# Text
KIRYAT ONO, Israel, Aug 9 (Reuters) - Partner Communications , Israel’s second-largest mobile phone operator, said on Wednesday it would push ahead with the development of a nationwide high-speed fibre optic network to make it more of an integrated multi-service telecoms group.
Partner’s revenue and profit has plunged in the wake of a 2012 reform that opened up the mobile market to a host of new players that sharply brought down prices.
As a result it has sought to join the worldwide industry trend towards offering so-called multi-play packages of mobile and fixed line telephony and internet services and last month launched a new internet-based TV service offering cut-rate packages in partnership with Netflix.
In the past few months Partner has also connected up about 30,000 homes to its ultra-fast fibre network in 20 cities, mainly in the centre of the country including Jerusalem and Tel Aviv. These customers receive Internet speeds of up to 1 gigabit per second, 10 times what is currently available elsewhere.
“By the end of the year we will more than double what we have done now,” Partner’s Chief Executive Isaac Benbenisti told a news conference in reference to the 30,000 homes which have been hooked up to fibre so far.
To cover all of Israel would take “four to five years,” he said.

# What you need to do
(1) Answer these questions from the Partner Communications article.
(a) In what year was the reform that opened the mobile market to new players?
(b) About how many homes has Partner connected to its fibre network so far?
(c) How long did the chief executive say it would take to cover all of Israel?
(2) List every service that the Partner Communications article names as part of so-called multi-play packages.
(3) Say whether each statement agrees with the Partner Communications article, and quote the words that decide it.
(a) Partner is Israel's largest mobile phone operator.
(b) Partner's fibre customers receive Internet speeds of up to 1 gigabit per second.
(c) The homes connected to the fibre network are mainly in the north of the country.

# Provided information
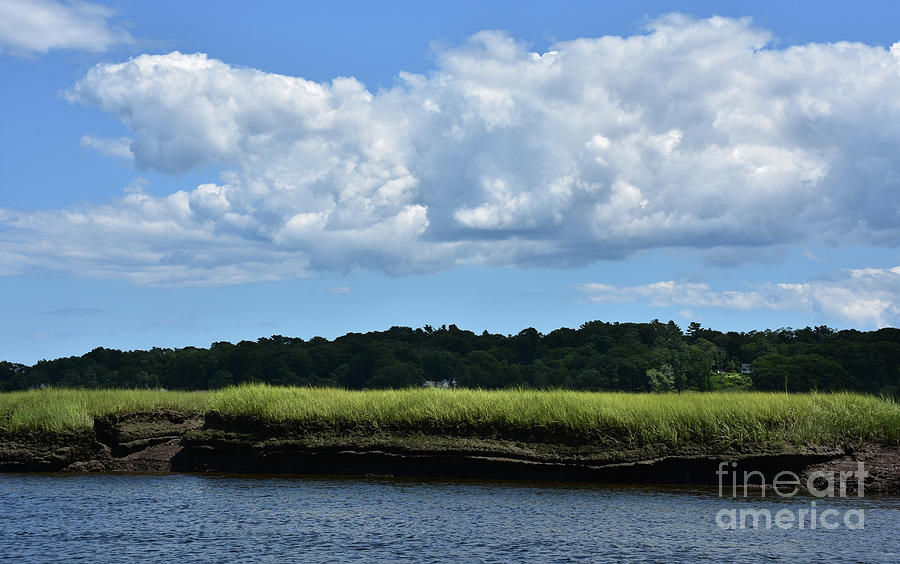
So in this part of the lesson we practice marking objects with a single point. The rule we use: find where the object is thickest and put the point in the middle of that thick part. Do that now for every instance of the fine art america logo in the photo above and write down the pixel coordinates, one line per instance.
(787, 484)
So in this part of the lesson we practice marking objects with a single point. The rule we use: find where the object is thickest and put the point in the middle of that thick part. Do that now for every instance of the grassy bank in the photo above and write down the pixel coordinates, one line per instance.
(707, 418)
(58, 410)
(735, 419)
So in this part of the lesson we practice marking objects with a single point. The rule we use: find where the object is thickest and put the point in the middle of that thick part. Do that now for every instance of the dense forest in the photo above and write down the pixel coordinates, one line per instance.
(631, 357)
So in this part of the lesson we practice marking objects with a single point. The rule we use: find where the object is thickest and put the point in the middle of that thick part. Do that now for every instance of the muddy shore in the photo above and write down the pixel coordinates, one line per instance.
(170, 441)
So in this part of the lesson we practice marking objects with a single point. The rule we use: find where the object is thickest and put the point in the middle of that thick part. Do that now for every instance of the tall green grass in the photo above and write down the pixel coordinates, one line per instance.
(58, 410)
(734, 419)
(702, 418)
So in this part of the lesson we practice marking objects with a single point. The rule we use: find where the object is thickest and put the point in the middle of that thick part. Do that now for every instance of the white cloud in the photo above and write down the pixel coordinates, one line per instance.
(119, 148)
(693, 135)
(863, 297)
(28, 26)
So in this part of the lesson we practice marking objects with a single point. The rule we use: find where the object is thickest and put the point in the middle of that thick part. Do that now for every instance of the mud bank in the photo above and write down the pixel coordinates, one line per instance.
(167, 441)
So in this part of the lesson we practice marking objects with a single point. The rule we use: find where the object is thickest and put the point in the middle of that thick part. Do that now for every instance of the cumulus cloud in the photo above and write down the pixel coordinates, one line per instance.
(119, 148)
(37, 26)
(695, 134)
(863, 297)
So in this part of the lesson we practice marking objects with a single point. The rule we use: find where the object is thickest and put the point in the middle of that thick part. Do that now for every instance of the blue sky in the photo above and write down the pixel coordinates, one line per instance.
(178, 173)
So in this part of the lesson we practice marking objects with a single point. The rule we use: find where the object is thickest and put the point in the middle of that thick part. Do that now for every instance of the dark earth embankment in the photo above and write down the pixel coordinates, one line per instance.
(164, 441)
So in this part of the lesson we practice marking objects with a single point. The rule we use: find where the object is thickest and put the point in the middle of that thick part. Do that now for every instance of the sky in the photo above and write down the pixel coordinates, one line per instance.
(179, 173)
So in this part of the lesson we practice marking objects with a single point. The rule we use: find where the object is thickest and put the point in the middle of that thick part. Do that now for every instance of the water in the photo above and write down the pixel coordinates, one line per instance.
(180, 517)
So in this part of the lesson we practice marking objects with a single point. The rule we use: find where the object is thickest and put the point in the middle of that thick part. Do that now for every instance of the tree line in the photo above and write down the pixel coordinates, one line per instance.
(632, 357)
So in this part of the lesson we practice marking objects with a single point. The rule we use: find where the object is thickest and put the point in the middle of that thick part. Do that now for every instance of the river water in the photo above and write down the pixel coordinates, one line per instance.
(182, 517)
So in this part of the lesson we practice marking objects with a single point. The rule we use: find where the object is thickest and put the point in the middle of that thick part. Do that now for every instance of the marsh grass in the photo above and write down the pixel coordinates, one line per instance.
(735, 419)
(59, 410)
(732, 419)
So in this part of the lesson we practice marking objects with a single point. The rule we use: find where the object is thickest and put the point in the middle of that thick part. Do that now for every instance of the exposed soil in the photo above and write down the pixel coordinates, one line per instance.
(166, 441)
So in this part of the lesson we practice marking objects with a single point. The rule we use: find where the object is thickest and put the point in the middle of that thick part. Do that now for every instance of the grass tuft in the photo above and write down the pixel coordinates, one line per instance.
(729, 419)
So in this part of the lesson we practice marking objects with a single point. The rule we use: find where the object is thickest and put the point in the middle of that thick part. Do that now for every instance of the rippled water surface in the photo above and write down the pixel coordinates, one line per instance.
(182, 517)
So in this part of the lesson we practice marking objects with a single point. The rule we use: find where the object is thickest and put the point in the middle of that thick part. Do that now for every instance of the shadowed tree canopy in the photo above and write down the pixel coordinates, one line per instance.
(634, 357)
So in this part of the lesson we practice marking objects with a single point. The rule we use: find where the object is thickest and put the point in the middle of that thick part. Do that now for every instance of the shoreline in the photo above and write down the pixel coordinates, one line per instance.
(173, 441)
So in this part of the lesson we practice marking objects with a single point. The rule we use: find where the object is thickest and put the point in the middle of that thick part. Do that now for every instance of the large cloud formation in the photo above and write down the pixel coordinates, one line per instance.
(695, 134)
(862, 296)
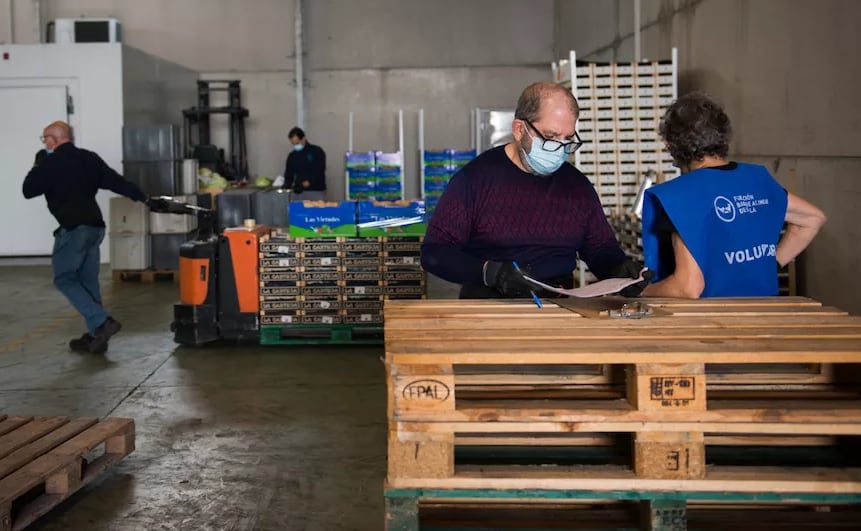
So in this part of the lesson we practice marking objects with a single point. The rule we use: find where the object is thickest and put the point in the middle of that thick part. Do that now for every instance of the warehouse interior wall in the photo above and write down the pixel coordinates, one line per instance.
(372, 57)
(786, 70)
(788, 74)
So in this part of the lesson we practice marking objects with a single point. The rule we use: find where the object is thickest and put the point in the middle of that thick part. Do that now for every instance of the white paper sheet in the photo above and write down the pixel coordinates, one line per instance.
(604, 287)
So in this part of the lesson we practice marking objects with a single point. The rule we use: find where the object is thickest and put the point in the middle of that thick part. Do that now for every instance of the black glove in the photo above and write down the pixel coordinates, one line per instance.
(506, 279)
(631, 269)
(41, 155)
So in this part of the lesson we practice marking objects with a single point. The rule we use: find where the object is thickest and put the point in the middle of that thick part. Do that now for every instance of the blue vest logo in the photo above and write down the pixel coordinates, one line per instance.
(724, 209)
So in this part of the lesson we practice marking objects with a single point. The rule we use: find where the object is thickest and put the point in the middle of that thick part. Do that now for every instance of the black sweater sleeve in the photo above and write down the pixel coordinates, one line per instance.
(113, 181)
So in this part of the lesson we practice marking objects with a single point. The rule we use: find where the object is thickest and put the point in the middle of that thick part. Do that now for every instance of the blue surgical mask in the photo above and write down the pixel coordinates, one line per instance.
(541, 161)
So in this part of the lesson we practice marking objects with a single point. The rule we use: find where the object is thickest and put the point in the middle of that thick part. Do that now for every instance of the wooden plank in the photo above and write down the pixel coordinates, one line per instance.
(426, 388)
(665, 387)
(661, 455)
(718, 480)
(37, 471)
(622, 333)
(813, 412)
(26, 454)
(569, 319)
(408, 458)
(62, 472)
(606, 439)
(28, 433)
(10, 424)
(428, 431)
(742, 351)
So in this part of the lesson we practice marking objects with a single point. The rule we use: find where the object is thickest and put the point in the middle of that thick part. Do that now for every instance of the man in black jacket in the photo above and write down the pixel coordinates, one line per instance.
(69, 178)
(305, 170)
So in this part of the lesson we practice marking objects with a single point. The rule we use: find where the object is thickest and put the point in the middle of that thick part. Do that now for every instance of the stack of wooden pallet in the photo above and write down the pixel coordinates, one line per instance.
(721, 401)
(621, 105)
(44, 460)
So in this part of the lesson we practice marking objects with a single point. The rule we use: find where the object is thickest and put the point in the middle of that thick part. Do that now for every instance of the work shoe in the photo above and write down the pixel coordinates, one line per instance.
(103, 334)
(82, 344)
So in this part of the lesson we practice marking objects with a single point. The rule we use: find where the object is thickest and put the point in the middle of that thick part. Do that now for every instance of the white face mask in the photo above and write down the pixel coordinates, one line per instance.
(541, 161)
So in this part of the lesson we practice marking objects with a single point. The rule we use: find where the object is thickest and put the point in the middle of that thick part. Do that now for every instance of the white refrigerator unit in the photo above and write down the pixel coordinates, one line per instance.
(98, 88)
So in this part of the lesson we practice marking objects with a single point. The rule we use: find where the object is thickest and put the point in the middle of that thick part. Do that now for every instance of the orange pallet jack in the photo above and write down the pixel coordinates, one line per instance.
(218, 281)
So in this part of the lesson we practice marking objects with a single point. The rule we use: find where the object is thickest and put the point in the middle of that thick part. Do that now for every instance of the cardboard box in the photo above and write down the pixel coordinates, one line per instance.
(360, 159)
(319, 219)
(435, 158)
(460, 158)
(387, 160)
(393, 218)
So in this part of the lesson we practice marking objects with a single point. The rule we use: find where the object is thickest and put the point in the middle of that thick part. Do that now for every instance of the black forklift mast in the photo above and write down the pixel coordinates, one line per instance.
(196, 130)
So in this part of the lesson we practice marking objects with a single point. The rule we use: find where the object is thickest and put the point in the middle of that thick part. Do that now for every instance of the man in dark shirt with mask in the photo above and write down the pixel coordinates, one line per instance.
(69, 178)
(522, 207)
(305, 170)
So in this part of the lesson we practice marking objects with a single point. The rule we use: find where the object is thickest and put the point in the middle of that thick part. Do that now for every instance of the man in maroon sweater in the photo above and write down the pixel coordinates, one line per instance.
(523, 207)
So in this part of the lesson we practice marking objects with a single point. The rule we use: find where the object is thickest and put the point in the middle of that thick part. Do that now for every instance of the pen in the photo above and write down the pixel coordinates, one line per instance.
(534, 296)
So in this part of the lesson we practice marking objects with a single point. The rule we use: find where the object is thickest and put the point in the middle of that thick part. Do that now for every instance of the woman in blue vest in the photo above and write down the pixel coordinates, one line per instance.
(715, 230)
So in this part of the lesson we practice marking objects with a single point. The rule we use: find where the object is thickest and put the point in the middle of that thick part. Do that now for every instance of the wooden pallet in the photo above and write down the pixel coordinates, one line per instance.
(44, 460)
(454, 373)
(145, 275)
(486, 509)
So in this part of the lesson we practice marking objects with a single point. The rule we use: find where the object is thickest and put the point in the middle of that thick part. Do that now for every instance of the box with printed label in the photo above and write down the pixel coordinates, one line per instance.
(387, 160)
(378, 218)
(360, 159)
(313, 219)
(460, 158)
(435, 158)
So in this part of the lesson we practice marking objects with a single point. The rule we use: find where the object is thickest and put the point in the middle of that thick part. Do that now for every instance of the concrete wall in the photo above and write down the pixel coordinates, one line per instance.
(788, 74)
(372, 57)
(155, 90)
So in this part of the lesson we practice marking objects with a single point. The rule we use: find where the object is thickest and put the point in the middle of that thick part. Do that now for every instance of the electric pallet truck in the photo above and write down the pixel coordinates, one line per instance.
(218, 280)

...

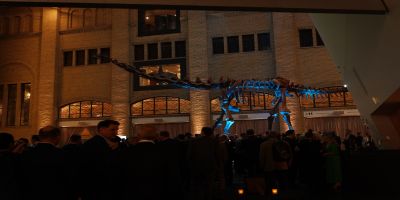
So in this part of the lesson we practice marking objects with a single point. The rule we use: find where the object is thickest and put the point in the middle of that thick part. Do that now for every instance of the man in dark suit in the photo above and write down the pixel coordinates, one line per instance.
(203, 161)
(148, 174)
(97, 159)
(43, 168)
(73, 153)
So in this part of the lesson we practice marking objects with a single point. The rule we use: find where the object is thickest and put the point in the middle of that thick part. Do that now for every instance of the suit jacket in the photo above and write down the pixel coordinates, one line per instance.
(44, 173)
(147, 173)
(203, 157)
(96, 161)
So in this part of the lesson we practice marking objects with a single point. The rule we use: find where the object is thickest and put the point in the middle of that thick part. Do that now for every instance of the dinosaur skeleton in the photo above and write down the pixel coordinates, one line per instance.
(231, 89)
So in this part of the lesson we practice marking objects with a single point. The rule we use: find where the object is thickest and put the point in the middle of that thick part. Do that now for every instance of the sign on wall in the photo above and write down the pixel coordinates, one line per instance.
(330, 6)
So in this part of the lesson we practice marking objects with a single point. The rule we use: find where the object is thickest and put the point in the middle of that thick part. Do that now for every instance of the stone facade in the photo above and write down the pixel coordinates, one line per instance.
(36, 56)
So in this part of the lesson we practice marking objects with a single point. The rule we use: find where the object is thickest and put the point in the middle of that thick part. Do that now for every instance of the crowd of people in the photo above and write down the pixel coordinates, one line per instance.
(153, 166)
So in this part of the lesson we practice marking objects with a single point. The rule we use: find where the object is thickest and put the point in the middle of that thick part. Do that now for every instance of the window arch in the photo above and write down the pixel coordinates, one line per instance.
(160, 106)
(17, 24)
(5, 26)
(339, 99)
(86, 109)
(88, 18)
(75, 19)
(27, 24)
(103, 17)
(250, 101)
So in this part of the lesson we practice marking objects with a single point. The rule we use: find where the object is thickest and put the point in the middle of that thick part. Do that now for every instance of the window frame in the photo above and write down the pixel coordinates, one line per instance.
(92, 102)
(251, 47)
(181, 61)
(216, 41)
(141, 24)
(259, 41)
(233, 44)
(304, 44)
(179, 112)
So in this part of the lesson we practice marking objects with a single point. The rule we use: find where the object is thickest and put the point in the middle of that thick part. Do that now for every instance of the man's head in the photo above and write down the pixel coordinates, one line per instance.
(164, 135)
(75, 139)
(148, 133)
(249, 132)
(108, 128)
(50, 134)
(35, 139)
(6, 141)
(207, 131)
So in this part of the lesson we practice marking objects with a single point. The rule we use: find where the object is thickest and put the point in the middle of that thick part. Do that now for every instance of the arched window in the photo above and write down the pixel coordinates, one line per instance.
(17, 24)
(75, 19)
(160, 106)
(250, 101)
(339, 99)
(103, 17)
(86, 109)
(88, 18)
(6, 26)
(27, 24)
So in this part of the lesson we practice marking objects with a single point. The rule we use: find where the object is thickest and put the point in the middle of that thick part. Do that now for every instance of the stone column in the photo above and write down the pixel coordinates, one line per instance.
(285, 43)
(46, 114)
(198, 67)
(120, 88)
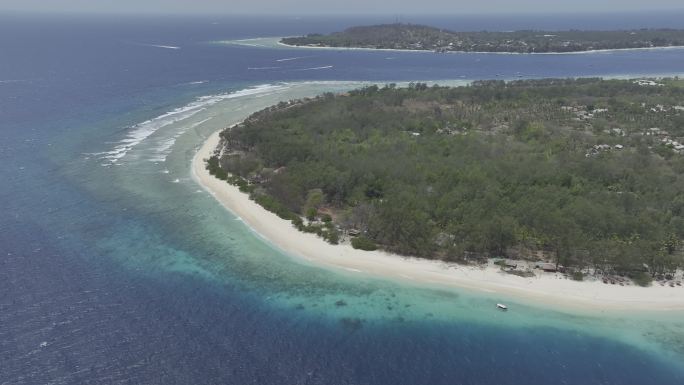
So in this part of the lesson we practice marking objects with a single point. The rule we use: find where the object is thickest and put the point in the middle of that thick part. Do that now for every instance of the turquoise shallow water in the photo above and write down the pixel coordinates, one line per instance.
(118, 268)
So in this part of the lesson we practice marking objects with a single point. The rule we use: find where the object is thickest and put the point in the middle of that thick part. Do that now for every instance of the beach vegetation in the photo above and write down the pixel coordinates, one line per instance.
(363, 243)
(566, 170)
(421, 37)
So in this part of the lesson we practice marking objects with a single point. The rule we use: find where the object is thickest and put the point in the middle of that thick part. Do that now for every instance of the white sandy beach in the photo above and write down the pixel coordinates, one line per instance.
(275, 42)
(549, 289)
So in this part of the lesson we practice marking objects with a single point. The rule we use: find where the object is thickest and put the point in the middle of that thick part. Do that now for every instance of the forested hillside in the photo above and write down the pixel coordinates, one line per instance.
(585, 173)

# Answers given
(1)
(a) 2012
(b) About 30,000
(c) Four to five years

(2) Mobile telephony, fixed line telephony, internet services

(3)
(a) No: "Israel’s second-largest mobile phone operator"
(b) Yes: "These customers receive Internet speeds of up to 1 gigabit per second"
(c) No: "mainly in the centre of the country including Jerusalem and Tel Aviv"